■ Aim of the exercise ■
Render the lines of the entries below as a JSON list of strings, one string per line with blank lines omitted, starting with the line that contains "Expected: one dot placed on each instance of the upper" and going on through the line that contains "point(365, 545)", both included. Cover only those lines.
===============
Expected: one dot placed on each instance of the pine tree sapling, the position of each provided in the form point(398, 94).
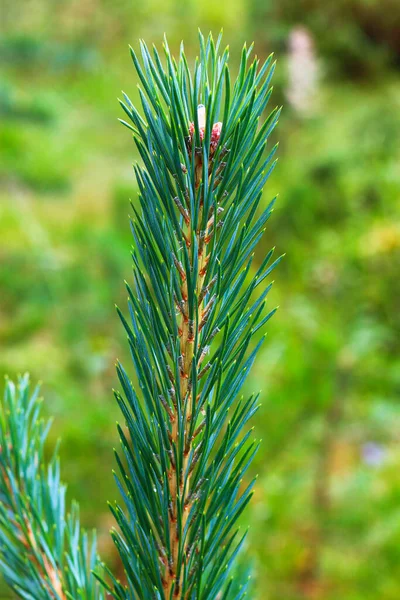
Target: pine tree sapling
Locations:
point(195, 306)
point(43, 553)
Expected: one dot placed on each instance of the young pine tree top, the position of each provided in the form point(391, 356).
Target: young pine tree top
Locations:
point(195, 304)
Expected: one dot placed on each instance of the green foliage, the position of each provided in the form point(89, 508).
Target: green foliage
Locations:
point(43, 553)
point(63, 257)
point(194, 311)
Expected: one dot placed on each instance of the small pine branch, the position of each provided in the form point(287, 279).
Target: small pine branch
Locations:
point(194, 309)
point(43, 553)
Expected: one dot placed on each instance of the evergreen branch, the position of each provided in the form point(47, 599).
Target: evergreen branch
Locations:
point(194, 312)
point(43, 553)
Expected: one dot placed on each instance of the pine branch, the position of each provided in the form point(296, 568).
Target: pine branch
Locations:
point(43, 553)
point(194, 310)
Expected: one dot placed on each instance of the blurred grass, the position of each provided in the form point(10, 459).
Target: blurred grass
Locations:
point(325, 517)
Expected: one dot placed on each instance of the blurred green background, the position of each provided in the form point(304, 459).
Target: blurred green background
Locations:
point(325, 519)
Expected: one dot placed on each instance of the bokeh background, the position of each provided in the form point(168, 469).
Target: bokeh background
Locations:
point(325, 519)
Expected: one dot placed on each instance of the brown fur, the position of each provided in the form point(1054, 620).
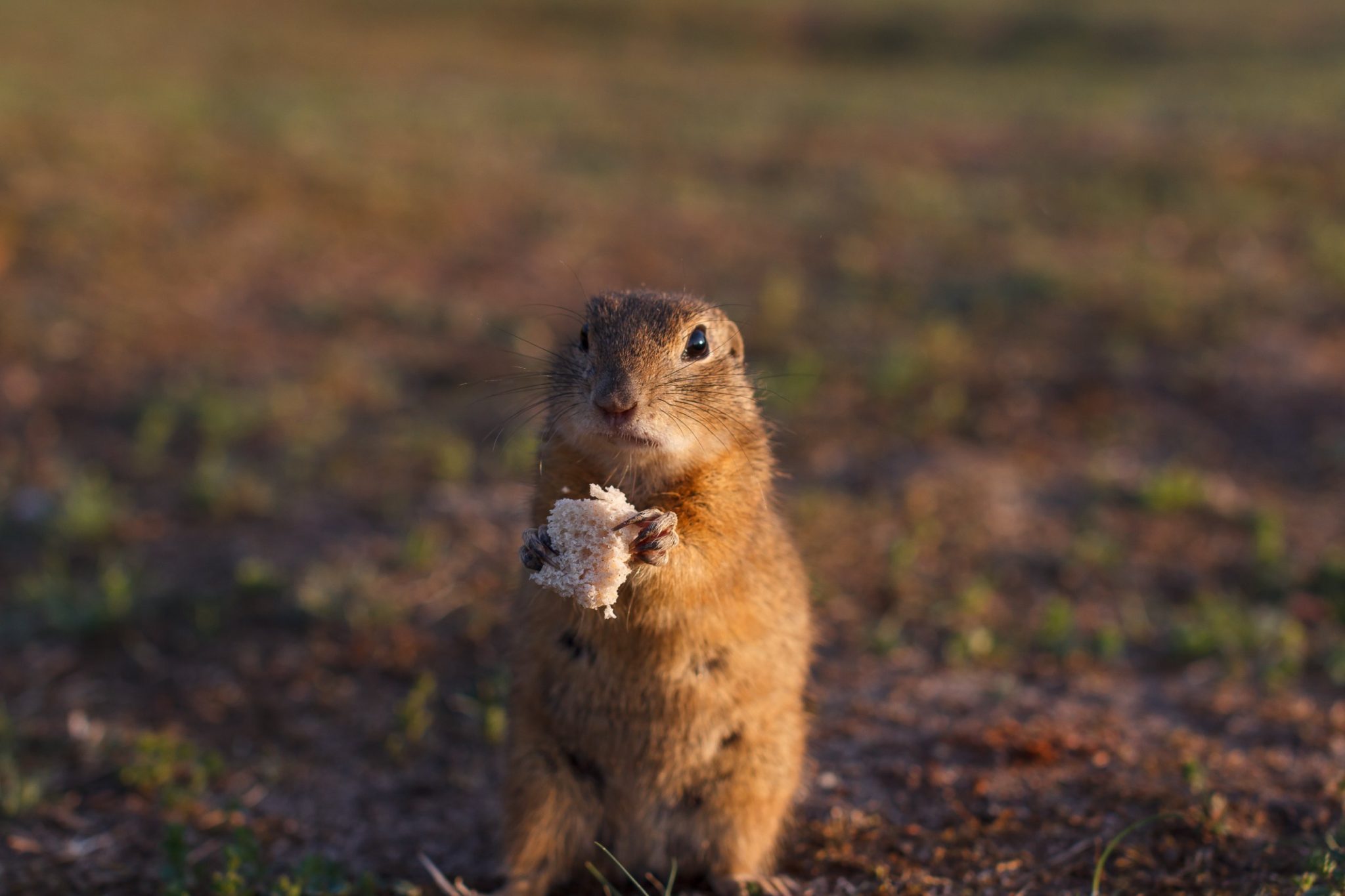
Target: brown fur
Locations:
point(676, 731)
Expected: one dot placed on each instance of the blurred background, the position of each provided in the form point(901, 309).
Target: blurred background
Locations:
point(1048, 300)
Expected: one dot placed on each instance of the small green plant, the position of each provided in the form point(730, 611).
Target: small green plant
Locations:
point(1056, 631)
point(1173, 490)
point(20, 793)
point(77, 606)
point(89, 508)
point(1115, 842)
point(242, 867)
point(245, 874)
point(665, 888)
point(154, 431)
point(171, 769)
point(420, 548)
point(414, 716)
point(1325, 875)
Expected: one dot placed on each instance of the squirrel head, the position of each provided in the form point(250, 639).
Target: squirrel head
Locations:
point(653, 378)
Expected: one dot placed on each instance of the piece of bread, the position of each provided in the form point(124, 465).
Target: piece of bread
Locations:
point(595, 558)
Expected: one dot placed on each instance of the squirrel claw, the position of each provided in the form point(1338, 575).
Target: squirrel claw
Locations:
point(537, 550)
point(658, 535)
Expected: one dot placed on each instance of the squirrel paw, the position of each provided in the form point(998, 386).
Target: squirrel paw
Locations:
point(537, 548)
point(658, 535)
point(757, 885)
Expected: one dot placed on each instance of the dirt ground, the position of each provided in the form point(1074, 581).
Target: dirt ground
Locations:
point(1048, 309)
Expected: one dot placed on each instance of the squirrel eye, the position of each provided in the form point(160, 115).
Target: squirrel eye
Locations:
point(697, 345)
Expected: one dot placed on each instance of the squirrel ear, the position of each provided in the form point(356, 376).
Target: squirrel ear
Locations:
point(735, 340)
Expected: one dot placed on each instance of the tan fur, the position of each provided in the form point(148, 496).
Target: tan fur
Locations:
point(676, 731)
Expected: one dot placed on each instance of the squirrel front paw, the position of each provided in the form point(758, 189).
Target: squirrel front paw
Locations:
point(537, 550)
point(658, 535)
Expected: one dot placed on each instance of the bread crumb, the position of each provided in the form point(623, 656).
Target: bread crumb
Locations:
point(594, 559)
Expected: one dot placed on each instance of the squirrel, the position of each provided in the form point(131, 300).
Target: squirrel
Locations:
point(677, 731)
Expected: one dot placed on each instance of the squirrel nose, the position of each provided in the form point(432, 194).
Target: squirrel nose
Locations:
point(619, 408)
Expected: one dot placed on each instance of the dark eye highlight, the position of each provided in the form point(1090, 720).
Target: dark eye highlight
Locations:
point(697, 345)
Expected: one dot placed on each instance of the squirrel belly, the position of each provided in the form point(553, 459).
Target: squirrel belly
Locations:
point(677, 730)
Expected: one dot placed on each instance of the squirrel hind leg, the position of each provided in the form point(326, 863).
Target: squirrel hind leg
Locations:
point(552, 817)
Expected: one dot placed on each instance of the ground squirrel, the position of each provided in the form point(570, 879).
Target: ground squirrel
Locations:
point(677, 730)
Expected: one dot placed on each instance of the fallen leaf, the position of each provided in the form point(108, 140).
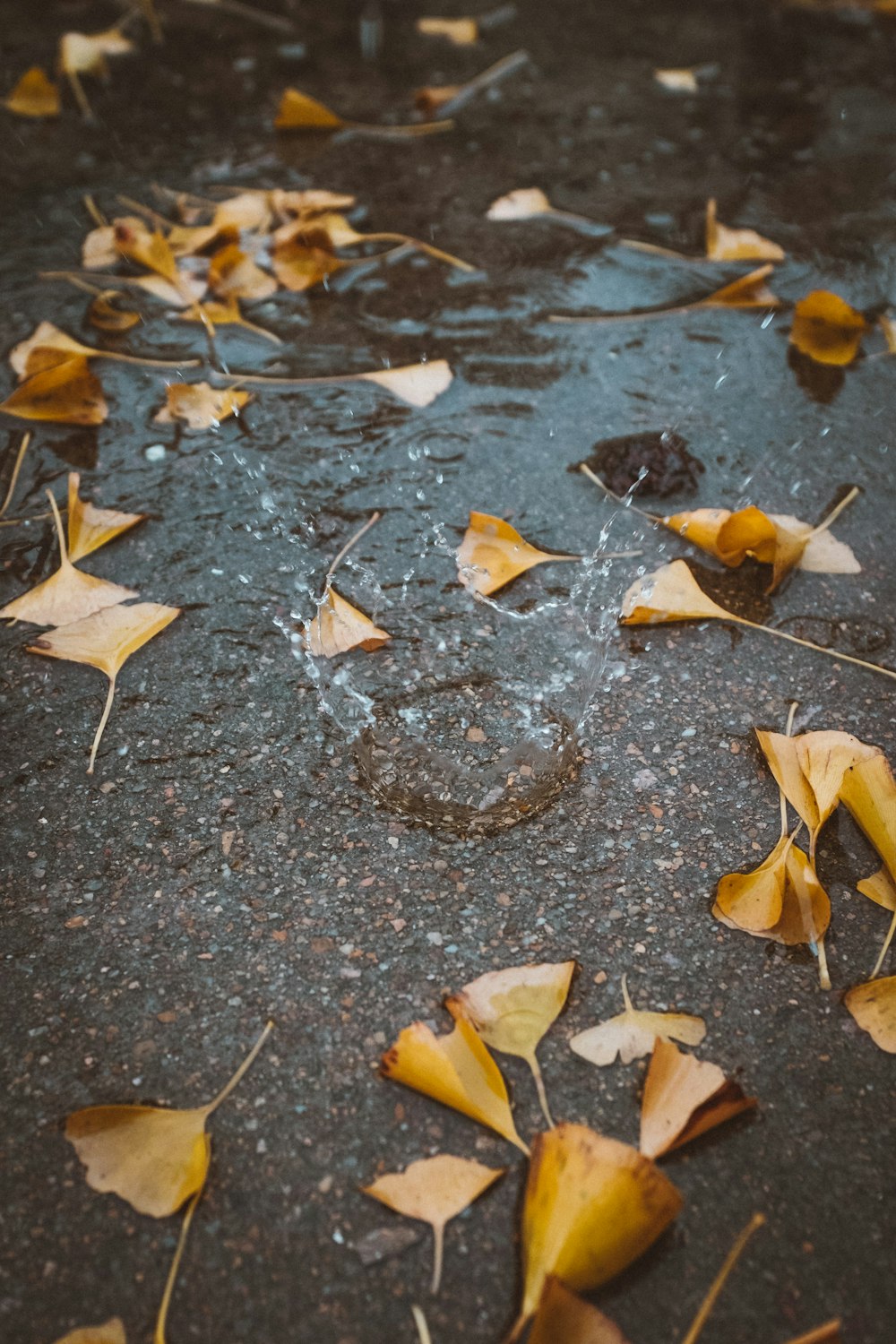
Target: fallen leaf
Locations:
point(826, 328)
point(726, 244)
point(492, 554)
point(108, 317)
point(462, 32)
point(632, 1034)
point(34, 96)
point(107, 640)
point(234, 274)
point(201, 405)
point(455, 1070)
point(340, 626)
point(563, 1317)
point(678, 80)
point(874, 1007)
point(512, 1010)
point(591, 1207)
point(110, 1332)
point(153, 1158)
point(90, 527)
point(66, 596)
point(684, 1097)
point(66, 394)
point(435, 1190)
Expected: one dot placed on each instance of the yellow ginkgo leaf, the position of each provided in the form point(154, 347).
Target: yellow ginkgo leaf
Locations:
point(683, 1098)
point(726, 244)
point(107, 640)
point(110, 1332)
point(563, 1317)
point(874, 1007)
point(492, 554)
point(670, 593)
point(826, 328)
point(455, 1070)
point(632, 1034)
point(340, 626)
point(66, 596)
point(201, 405)
point(66, 394)
point(513, 1008)
point(591, 1207)
point(153, 1158)
point(435, 1190)
point(34, 96)
point(90, 527)
point(754, 900)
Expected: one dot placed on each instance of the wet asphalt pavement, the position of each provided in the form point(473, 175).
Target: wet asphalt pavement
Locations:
point(226, 863)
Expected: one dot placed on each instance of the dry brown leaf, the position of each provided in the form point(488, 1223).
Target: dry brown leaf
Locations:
point(66, 596)
point(455, 1070)
point(234, 274)
point(340, 626)
point(110, 1332)
point(435, 1190)
point(492, 554)
point(66, 394)
point(152, 1158)
point(512, 1010)
point(90, 527)
point(462, 32)
point(874, 1007)
point(726, 244)
point(201, 405)
point(684, 1097)
point(826, 328)
point(591, 1207)
point(34, 96)
point(747, 292)
point(678, 80)
point(108, 317)
point(632, 1034)
point(563, 1317)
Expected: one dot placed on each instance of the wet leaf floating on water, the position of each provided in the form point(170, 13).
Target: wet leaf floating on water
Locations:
point(201, 405)
point(66, 596)
point(512, 1010)
point(493, 554)
point(874, 1007)
point(683, 1098)
point(34, 96)
point(826, 328)
point(339, 626)
point(726, 244)
point(678, 80)
point(153, 1158)
point(461, 32)
point(455, 1070)
point(563, 1317)
point(632, 1034)
point(435, 1190)
point(107, 640)
point(66, 394)
point(592, 1206)
point(672, 593)
point(90, 527)
point(85, 54)
point(298, 112)
point(110, 1332)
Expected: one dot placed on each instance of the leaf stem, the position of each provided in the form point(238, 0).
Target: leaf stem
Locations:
point(719, 1282)
point(16, 465)
point(159, 1338)
point(246, 1064)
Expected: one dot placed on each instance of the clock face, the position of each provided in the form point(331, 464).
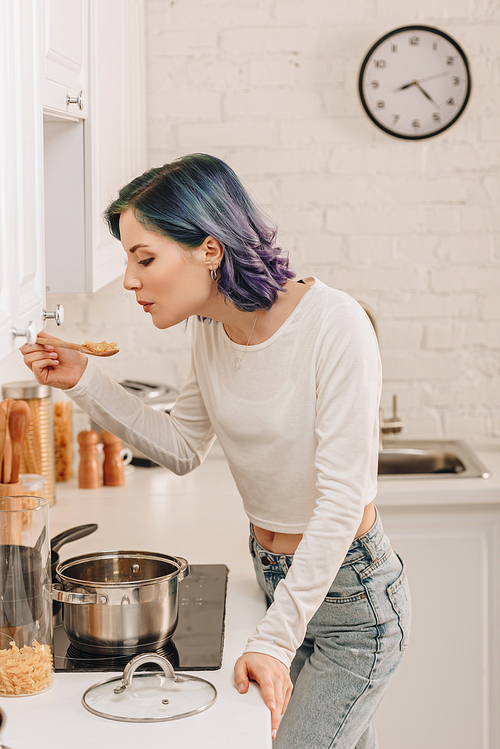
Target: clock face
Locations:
point(414, 82)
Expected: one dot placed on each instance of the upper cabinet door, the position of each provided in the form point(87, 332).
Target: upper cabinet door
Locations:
point(66, 58)
point(87, 162)
point(22, 269)
point(115, 136)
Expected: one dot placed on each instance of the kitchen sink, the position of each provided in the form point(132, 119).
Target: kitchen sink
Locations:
point(420, 459)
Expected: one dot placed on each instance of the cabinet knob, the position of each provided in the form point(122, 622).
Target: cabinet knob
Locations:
point(57, 314)
point(29, 333)
point(75, 100)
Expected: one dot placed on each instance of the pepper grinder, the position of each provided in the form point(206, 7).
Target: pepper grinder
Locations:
point(112, 469)
point(88, 471)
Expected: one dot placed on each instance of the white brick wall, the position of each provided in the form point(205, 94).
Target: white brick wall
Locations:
point(412, 228)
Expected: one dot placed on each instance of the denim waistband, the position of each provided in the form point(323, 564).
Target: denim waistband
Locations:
point(365, 545)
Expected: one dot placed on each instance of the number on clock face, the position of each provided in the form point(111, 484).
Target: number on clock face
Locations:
point(414, 82)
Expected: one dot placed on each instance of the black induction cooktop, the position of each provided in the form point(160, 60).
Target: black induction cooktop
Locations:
point(198, 639)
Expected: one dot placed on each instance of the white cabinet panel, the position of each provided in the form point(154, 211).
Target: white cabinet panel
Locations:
point(445, 694)
point(112, 145)
point(66, 57)
point(22, 282)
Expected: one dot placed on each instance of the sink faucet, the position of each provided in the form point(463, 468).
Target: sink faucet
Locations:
point(393, 425)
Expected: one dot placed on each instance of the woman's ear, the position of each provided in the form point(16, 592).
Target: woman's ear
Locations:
point(212, 250)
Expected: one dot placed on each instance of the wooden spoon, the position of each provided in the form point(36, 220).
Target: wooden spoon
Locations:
point(74, 347)
point(19, 423)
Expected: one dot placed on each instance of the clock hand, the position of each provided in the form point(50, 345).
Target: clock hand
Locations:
point(426, 94)
point(430, 77)
point(422, 80)
point(408, 85)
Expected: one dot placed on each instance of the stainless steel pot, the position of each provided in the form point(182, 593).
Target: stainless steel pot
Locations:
point(120, 602)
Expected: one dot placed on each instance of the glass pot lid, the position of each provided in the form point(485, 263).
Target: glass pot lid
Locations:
point(149, 696)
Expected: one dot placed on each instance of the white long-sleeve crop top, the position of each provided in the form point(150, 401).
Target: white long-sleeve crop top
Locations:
point(298, 424)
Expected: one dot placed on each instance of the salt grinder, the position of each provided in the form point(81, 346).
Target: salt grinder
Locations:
point(112, 469)
point(88, 471)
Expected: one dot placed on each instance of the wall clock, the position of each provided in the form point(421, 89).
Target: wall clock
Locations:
point(415, 82)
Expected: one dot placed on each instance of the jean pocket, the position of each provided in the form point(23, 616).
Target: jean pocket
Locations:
point(399, 596)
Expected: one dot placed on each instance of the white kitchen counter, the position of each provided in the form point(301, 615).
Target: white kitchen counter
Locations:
point(200, 517)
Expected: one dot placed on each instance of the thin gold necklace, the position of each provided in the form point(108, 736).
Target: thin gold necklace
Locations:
point(238, 359)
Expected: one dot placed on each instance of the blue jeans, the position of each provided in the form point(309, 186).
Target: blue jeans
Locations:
point(353, 644)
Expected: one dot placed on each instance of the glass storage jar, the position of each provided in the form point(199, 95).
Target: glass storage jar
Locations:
point(25, 596)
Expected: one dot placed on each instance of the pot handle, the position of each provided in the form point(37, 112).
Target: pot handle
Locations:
point(139, 660)
point(183, 569)
point(73, 534)
point(69, 596)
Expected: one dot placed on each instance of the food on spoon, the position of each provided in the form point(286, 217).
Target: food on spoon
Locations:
point(100, 348)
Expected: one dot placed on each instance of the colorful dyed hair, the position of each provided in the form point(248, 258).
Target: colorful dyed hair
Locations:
point(198, 196)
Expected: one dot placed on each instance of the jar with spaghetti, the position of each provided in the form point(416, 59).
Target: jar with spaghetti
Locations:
point(63, 440)
point(38, 450)
point(26, 653)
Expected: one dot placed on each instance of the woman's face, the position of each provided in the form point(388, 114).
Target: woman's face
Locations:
point(170, 283)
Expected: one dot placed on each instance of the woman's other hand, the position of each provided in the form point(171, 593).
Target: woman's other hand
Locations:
point(59, 368)
point(273, 678)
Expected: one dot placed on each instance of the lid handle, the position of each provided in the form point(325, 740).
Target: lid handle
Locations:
point(139, 660)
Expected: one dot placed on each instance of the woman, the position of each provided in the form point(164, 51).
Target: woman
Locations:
point(287, 375)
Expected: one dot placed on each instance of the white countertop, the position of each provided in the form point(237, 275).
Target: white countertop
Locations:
point(199, 517)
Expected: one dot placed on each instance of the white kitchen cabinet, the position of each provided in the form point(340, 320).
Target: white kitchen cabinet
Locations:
point(446, 693)
point(22, 274)
point(87, 162)
point(66, 36)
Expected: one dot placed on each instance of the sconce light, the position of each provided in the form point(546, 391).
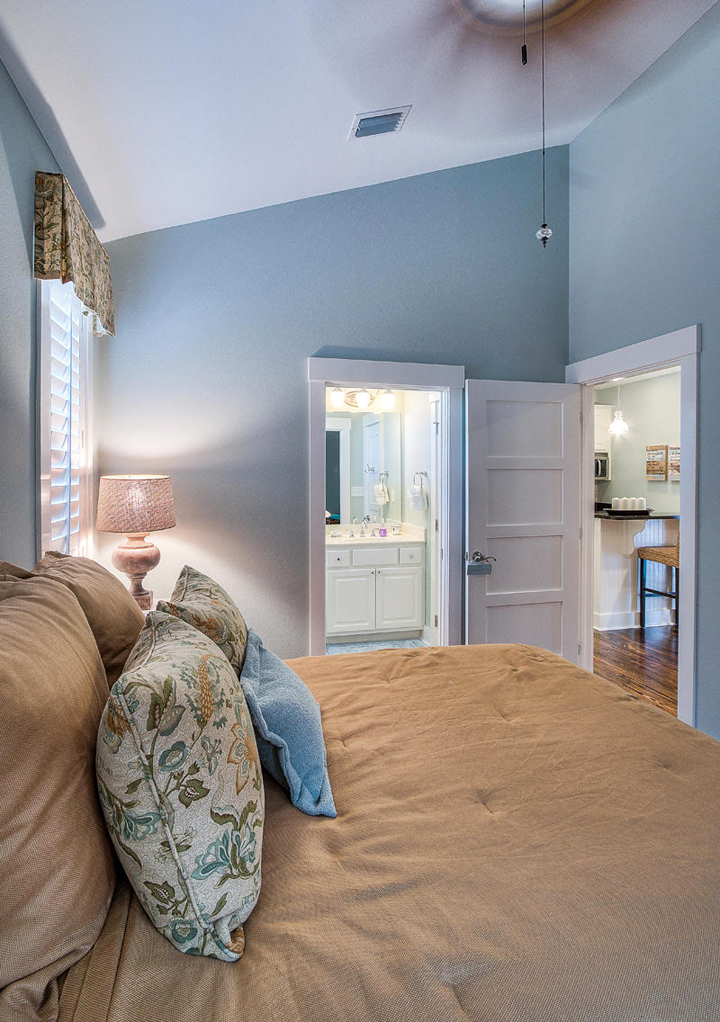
===============
■ Correct result ■
[
  "Expected: one dot placed on each instance of the upper cabinet door, the position of each provided in the form point(87, 332).",
  "Target: upper cabinet door",
  "Locations:",
  "point(66, 58)",
  "point(87, 162)",
  "point(22, 269)",
  "point(115, 136)",
  "Expected: one dot placed on each instance of the kitchen sink, the position of each provided in the form point(132, 119).",
  "Target: kitchen sink",
  "Locations:",
  "point(420, 459)",
  "Expected: one dot placed on each instance of the cabinet knob, the position of each provided in the form point(122, 622).",
  "Target: cabinet knob",
  "Locations:",
  "point(57, 314)",
  "point(29, 333)",
  "point(75, 100)",
  "Expected: one dot placed on each instance of the pepper grinder, the position of each provided in the form point(206, 7).",
  "Target: pepper grinder",
  "Locations:",
  "point(112, 469)",
  "point(88, 471)",
  "Expected: one dot placed on each instance of the white brick wall, the position of each provided in the form point(205, 94).",
  "Target: white brick wall",
  "Locations:",
  "point(412, 228)",
  "Expected: one dot placed on each instance of the denim waistband, the position of each provided in the form point(323, 564).",
  "Target: denim waistband",
  "Locations:",
  "point(365, 545)"
]